• [Documento]
========================================

No quadro da lógica da identidade burguesa, a ideologia naturalista pode desenvolver-se basicamente em duas vias. Uma foi prosseguida pelo "marxismo ortodoxo". Pondo de parte a crítica inflamada à relação social fetichista, espalhada por toda a obra de Marx, ficou-lhe agora obstruído o conhecimento de uma constituição objectivada e em si dinâmica pela forma do capital. Mas uma objectividade privada da sua processualidade perde o conteúdo social; enquanto não-social, o poder do excedente fetichista só pode ser entendido como um processo natural, que deve ser teorizado tão objectivamente como qualquer outro objecto da ciência natural. Foi principalmente Engels que fez gala destas reminiscências objectivistas na obra de Marx, para assim lhe conferir uma legitimação científica. O curso do mundo como determinismo da ideologia da modernização (contradição a-histórica entre forças produtivas e relações de produção, com os seus antagonismos de classe), de par com a ontologização do trabalho e com o estatuto objectivo da revolução proletária, como coroamento do "materialismo histórico" – a tríade ideológica do movimento operário desembocou finalmente numa rude naturalização da constituição social fetichista que, afinal, fez coincidir a "lei do valor" com a "lei natural".

========================================

• [Dados fornecidos]
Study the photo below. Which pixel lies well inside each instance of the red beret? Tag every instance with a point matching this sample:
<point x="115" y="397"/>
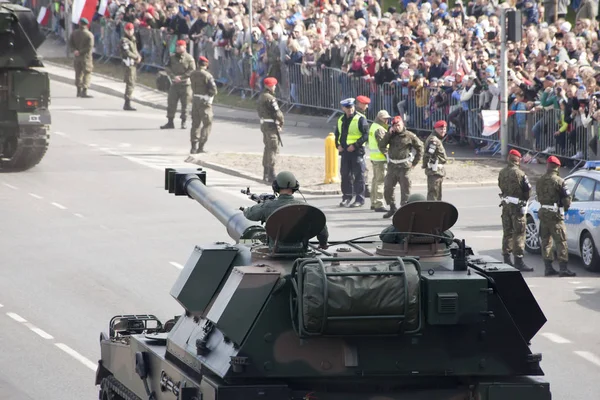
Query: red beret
<point x="270" y="81"/>
<point x="553" y="160"/>
<point x="363" y="99"/>
<point x="515" y="153"/>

========================================

• [Tarefa 1] Apresente todas as linhas dos registos numa tabela Markdown com as colunas n e Linha, numerando cada linha e omitindo as que estiverem em branco. Não inclua as imagens na resposta.
• [Tarefa 2] Prossiga o documento sobre a ideologia naturalista no marxismo ortodoxo a partir da última frase apresentada.
Os registos não têm qualquer relação com o documento.

• [Resposta 1]
| n | Linha |
|---|---|
| 1 | Study the photo below. Which pixel lies well inside each instance of the red beret? Tag every instance with a point matching this sample: |
| 2 | <point x="115" y="397"/> |
| 3 | Query: red beret |
| 4 | <point x="270" y="81"/> |
| 5 | <point x="553" y="160"/> |
| 6 | <point x="363" y="99"/> |
| 7 | <point x="515" y="153"/> |

• [Resposta 2]
A outra direcção da ofensiva de naturalização burguesa comporta-se especularmente a esse objectivismo naturalista. Aqui surgiu o "marxismo humanista". Este resolveu a "relação social com a natureza" não no objecto, mas no pólo complementar da epistemologia burguesa: A teoria da alienação, sobretudo de Erich Fromm, despoja o indivíduo da sua abstractificação real inerente à forma burguesa de sujeito, de modo que fica como entidade residual uma "natureza humana", cuja versão indefinida não podia ser escondida pelas qualidades próprias, falsamente atribuídas de modo concretista, de um ser humano ontológico. Esta naturalização consumada pelo "marxismo humanista" do sujeito como "natureza humana ( ) em geral ( )" (3) (Fromm) não podia dar-se por satisfeita com um determinismo histórico objectivista ( "lei do valor", como "lei natural"), pelo contrário, recorria a peculiaridades aparentemente ontológicas da natureza humana, entre as quais a "liberdade humana" assumia uma importância preferencial, e não só em Fromm. (4)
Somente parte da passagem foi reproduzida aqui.